_DIRECTIONS:_ Scan the data for "below" and copy the lines it appears in.

Natural language region descriptions:

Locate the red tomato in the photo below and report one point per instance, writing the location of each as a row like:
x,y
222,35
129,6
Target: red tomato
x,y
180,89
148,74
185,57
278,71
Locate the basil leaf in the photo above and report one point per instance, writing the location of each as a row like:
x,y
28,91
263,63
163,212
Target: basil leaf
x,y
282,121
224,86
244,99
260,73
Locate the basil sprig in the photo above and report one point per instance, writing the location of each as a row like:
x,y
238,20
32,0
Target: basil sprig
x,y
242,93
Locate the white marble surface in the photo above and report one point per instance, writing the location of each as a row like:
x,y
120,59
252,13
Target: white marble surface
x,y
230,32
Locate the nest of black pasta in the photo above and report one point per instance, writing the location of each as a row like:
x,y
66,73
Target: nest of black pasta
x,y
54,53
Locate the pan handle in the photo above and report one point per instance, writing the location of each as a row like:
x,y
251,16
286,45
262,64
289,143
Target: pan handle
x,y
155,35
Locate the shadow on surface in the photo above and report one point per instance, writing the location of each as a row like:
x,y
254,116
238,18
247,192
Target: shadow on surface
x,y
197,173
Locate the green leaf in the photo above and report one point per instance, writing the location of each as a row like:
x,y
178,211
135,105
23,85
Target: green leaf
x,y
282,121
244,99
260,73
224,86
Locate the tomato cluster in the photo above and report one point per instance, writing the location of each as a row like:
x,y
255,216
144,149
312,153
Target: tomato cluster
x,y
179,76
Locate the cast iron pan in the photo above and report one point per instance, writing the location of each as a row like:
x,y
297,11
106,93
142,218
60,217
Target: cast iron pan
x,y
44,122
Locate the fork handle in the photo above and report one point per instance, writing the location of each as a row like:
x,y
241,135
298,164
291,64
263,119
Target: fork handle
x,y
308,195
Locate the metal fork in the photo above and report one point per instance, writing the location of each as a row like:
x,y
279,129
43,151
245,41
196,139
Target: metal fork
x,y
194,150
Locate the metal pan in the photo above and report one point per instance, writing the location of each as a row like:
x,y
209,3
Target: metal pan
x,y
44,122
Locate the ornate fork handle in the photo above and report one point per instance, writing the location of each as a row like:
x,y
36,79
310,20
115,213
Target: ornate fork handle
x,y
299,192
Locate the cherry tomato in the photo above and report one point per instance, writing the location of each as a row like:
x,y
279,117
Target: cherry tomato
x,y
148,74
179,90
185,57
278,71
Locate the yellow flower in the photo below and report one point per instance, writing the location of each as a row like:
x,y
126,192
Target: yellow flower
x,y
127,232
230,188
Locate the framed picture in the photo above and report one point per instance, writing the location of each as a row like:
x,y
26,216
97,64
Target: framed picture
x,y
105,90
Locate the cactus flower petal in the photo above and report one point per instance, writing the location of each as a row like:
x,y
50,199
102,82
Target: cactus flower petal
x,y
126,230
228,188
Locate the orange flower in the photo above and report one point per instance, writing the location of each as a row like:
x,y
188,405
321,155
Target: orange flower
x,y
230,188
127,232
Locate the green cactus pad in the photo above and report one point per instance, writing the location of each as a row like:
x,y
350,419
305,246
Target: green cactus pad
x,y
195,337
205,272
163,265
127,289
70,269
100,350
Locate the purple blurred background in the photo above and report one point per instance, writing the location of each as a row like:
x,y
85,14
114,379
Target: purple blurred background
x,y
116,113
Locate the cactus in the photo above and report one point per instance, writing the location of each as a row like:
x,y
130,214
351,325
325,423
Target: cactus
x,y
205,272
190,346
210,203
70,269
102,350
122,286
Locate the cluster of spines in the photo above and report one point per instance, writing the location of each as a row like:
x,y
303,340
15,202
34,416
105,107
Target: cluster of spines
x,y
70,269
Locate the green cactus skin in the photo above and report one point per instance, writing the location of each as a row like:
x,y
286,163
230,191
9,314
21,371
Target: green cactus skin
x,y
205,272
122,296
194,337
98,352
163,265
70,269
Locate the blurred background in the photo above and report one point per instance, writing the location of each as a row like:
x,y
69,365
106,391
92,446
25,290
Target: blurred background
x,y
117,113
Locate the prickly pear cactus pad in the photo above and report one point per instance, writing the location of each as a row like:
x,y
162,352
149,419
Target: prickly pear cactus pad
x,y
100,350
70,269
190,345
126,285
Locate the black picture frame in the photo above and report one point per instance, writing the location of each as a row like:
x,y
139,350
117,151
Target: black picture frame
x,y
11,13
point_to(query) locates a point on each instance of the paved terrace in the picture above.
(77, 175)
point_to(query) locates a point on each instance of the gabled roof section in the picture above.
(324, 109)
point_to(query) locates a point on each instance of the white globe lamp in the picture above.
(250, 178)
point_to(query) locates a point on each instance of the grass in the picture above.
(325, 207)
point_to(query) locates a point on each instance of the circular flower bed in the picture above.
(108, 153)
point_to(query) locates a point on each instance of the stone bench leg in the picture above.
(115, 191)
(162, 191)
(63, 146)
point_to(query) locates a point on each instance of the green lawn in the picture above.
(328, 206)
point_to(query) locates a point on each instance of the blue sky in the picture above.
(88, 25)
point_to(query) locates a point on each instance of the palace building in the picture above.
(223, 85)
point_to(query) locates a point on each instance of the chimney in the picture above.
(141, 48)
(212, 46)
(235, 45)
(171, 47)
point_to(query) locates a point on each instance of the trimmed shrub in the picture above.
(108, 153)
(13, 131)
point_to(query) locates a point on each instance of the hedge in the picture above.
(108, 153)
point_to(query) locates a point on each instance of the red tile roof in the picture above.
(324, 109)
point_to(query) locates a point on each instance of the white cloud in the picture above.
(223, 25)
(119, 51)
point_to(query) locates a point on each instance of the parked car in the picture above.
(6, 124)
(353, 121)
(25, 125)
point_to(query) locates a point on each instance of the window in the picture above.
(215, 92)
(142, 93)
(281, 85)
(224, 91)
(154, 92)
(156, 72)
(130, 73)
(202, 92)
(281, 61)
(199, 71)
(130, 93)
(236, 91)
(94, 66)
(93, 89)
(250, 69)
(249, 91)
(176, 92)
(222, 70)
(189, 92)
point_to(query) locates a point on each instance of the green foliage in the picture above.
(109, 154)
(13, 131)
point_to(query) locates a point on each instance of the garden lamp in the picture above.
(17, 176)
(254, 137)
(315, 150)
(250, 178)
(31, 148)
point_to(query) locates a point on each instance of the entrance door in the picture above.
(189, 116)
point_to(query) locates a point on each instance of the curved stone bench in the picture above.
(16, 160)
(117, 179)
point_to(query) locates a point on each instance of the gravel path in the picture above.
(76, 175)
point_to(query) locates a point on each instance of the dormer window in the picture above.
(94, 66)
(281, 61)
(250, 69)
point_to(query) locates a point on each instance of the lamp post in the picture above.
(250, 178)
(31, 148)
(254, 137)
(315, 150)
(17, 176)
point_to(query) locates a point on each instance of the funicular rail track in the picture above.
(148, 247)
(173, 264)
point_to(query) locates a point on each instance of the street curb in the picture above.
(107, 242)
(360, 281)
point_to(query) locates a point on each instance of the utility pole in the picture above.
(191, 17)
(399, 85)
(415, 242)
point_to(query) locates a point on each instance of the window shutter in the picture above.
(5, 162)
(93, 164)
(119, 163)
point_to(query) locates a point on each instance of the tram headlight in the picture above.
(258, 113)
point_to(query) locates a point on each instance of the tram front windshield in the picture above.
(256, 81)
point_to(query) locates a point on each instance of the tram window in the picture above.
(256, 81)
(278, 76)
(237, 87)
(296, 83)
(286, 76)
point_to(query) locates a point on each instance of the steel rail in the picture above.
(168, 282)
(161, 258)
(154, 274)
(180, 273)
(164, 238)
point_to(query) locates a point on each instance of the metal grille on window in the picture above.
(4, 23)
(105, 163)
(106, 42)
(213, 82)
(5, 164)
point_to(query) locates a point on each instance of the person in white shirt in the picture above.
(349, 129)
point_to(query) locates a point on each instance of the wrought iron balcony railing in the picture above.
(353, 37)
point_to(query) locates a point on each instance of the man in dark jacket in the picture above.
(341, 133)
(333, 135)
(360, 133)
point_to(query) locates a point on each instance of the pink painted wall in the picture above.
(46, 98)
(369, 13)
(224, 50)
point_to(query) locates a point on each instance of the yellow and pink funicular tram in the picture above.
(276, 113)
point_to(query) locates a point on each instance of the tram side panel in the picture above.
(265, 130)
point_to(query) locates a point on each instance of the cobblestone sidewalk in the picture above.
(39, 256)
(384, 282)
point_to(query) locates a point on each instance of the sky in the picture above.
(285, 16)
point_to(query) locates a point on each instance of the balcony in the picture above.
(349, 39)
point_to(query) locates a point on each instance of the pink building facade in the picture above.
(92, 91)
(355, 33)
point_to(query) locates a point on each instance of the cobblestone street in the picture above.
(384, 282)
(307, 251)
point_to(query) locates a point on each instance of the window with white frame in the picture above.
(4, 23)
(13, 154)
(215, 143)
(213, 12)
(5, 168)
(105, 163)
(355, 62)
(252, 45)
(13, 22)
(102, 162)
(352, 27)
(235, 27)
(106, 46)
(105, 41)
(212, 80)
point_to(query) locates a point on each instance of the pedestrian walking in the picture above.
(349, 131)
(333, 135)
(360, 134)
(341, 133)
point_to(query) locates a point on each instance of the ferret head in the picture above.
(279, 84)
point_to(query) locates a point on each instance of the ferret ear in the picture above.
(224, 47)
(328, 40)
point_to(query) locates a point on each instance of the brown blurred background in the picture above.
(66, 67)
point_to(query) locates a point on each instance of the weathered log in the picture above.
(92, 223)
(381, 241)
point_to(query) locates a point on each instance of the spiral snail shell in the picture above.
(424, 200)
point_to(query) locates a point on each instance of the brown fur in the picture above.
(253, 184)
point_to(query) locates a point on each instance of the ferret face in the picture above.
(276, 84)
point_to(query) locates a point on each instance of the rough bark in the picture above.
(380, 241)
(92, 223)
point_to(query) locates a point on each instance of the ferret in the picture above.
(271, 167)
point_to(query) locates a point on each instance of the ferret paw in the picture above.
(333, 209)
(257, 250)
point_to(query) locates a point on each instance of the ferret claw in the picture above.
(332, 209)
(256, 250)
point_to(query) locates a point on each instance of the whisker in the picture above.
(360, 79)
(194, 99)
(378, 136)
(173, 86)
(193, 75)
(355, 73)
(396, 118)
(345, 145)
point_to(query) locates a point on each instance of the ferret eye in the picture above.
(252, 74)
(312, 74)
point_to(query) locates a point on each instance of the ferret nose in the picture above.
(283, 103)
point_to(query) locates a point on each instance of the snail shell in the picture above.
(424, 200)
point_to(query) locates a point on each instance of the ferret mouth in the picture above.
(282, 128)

_SOLUTION TO THIS PROBLEM:_
Locate the red tomato in the photo below and report one point per instance, writing the location of each as a row like:
Locate the yellow flower in the photo below and report one point per instance, writing the location of each as a row like:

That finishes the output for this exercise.